WRITTEN TASK
Return every line of the items below verbatim, but leave out the pictures.

RECORD EXCERPTS
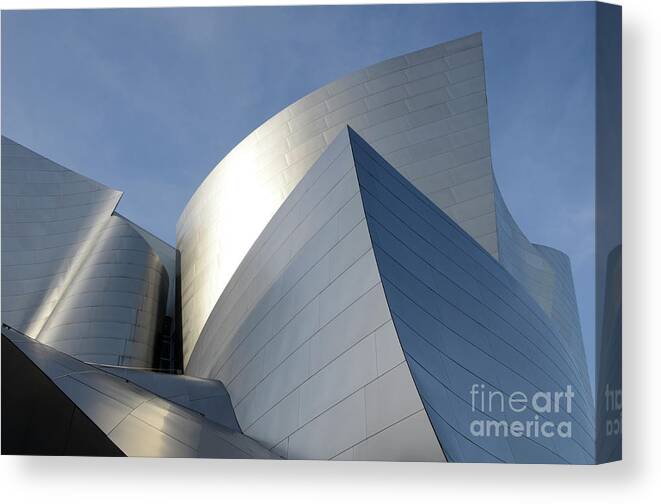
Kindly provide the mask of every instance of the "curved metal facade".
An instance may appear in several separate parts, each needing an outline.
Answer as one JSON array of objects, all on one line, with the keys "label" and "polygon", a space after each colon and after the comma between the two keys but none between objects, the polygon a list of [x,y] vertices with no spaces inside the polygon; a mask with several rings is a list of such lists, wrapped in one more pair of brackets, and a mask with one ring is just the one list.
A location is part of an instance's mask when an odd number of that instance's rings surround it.
[{"label": "curved metal facade", "polygon": [[2,320],[36,337],[122,193],[2,137]]},{"label": "curved metal facade", "polygon": [[[452,219],[355,134],[352,145],[394,326],[448,460],[593,463],[594,405],[574,347]],[[555,396],[567,387],[573,397],[558,411],[489,399]],[[482,391],[485,403],[475,399]],[[535,430],[547,422],[566,422],[571,435]],[[484,435],[481,425],[502,430]],[[530,431],[510,430],[519,425]]]},{"label": "curved metal facade", "polygon": [[113,214],[121,192],[4,137],[2,177],[3,322],[82,360],[152,367],[173,282]]},{"label": "curved metal facade", "polygon": [[544,310],[565,340],[579,378],[591,390],[574,280],[569,257],[559,250],[530,243],[510,214],[495,185],[498,261]]},{"label": "curved metal facade", "polygon": [[168,286],[145,239],[112,215],[37,339],[86,362],[153,367]]},{"label": "curved metal facade", "polygon": [[[244,432],[287,458],[591,463],[574,350],[524,284],[345,130],[237,268],[187,373],[225,383]],[[494,411],[475,387],[572,397]],[[571,435],[481,437],[474,421]]]},{"label": "curved metal facade", "polygon": [[444,460],[388,311],[346,129],[242,261],[186,372],[222,381],[243,432],[284,457]]},{"label": "curved metal facade", "polygon": [[[277,458],[240,432],[12,329],[3,326],[2,338],[11,341],[128,456]],[[98,455],[93,448],[87,454]]]},{"label": "curved metal facade", "polygon": [[185,363],[259,233],[346,124],[497,255],[478,33],[310,93],[248,135],[209,174],[177,224]]}]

SOLUTION TO THIS PROBLEM
Kindly provide the mask of every instance of the "curved metal facade".
An instance may appear in several separate parts, each needing an outline.
Answer as one JSON array of objects, all on one line, with the keys "label" and "polygon", a space after each colon and after the comma between the two keys but none between objects, the polygon a list of [x,y] vertices with no spaces inside the polygon; a mask with several rings is a list of such lists, wrapped in one more pair of brackets, and a mask with one ring is just the one list.
A location is part of an instance's mask when an odd number of that instance's rings surround it.
[{"label": "curved metal facade", "polygon": [[2,320],[36,337],[122,193],[2,137]]},{"label": "curved metal facade", "polygon": [[[452,219],[355,134],[352,145],[394,326],[448,460],[593,463],[594,405],[574,347]],[[555,396],[567,387],[573,397],[558,411],[489,399]],[[482,391],[485,403],[475,399]],[[535,430],[547,422],[566,422],[571,435]],[[484,435],[481,425],[502,430]],[[530,431],[510,430],[519,425]]]},{"label": "curved metal facade", "polygon": [[113,214],[121,192],[4,137],[2,177],[3,322],[82,360],[152,367],[173,282]]},{"label": "curved metal facade", "polygon": [[544,310],[565,340],[579,378],[591,390],[574,280],[569,257],[559,250],[530,243],[510,214],[495,185],[498,261]]},{"label": "curved metal facade", "polygon": [[168,286],[145,239],[112,215],[37,339],[86,362],[153,367]]},{"label": "curved metal facade", "polygon": [[[244,432],[287,458],[591,463],[574,350],[524,284],[345,130],[237,268],[187,373],[225,383]],[[494,411],[475,387],[572,397]],[[571,435],[481,437],[474,421]]]},{"label": "curved metal facade", "polygon": [[444,460],[388,311],[346,129],[242,261],[186,372],[222,381],[243,432],[284,457]]},{"label": "curved metal facade", "polygon": [[[277,458],[240,432],[12,329],[3,326],[2,338],[11,341],[128,456]],[[98,455],[93,448],[87,454]]]},{"label": "curved metal facade", "polygon": [[185,363],[259,233],[346,124],[497,255],[478,33],[310,93],[248,135],[209,174],[177,224]]}]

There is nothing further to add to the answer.